ИСХОДНЫЙ ТЕКСТ:
________________________________________
Итак, сперва обличу, сколько могу, невежество неверующих, чтобы по обличении лжи сама собой воссияла наконец истина и для тебя несомненно было, что уверовал ты в истину и, познав Христа, не впал в обман. Думаю же, что с тобой, как с христолюбцем, прилично рассуждать о Христе. Ибо уверен, что ведение о Нем и веру в Него предпочитаешь всему.
2. В начале не было зла, потому что и теперь нет его во святых, и для них вовсе не существует оно. Но люди впоследствии сами против себя начали примышлять и воображать злое. Отсюда же, конечно, образовали себе и первую мысль об идолах, несущее представляя как сущее.
________________________________________
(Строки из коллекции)
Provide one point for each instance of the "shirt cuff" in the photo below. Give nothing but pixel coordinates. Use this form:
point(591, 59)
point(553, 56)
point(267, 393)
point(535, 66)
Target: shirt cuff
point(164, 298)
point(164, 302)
________________________________________
ЧТО НУЖНО СДЕЛАТЬ:
- 1) Пожалуйста, изложите суть исходного текста в двух предложениях.
- 2) Выпишите из исходного текста все группы людей, которые названы в нем во множественном числе.
- 3) Ответьте по исходному тексту на вопросы:
(a) Чье невежество автор собирается обличить сперва?
(b) В ком, согласно тексту, зла нет и теперь?
(c) Что люди представляли как сущее?

ОТВЕТЫ НИЖЕ:
- 1) Автор намерен сперва обличить невежество неверующих, чтобы истина воссияла и адресату было несомненно, что, познав Христа, он не впал в обман. В начале зла не было, но люди впоследствии сами начали примышлять и воображать злое и отсюда образовали себе первую мысль об идолах.

- 2) неверующие, святые, люди

- 3)
(a) Невежество неверующих.
(b) Во святых.
(c) Несущее.